### What is asked
Can you render every one of the items below as a numbered list, skipping any blank lines? Leave the pictures out of your answer.

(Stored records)
┌────────

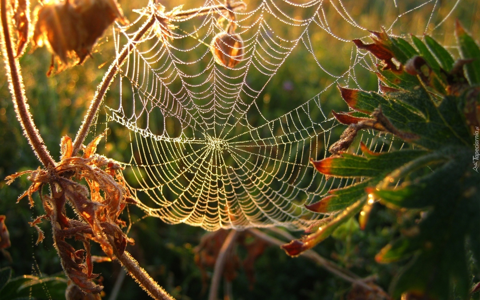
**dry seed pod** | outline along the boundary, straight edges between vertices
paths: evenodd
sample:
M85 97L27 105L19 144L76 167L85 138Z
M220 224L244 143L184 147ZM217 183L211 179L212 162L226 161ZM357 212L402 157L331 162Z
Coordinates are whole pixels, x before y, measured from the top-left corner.
M240 35L235 34L234 25L230 24L227 32L215 36L210 49L217 63L233 68L243 57L243 41Z
M34 46L47 45L65 64L75 57L83 62L107 27L124 20L116 0L54 0L36 15Z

└────────

### Task answer
1. **dry seed pod** | outline along the boundary, straight edges between vertices
2. paths: evenodd
3. sample:
4. M85 97L27 105L19 144L76 167L85 138Z
5. M220 224L244 143L184 147ZM217 183L211 179L212 162L226 161ZM357 212L402 157L331 162Z
6. Coordinates are whole pixels, x before y, measured from the top-left corner.
7. M240 35L235 34L234 25L230 24L227 32L215 36L210 49L217 63L233 68L243 57L243 41Z
8. M34 46L47 45L65 64L75 57L83 62L107 27L124 20L116 0L54 0L36 15Z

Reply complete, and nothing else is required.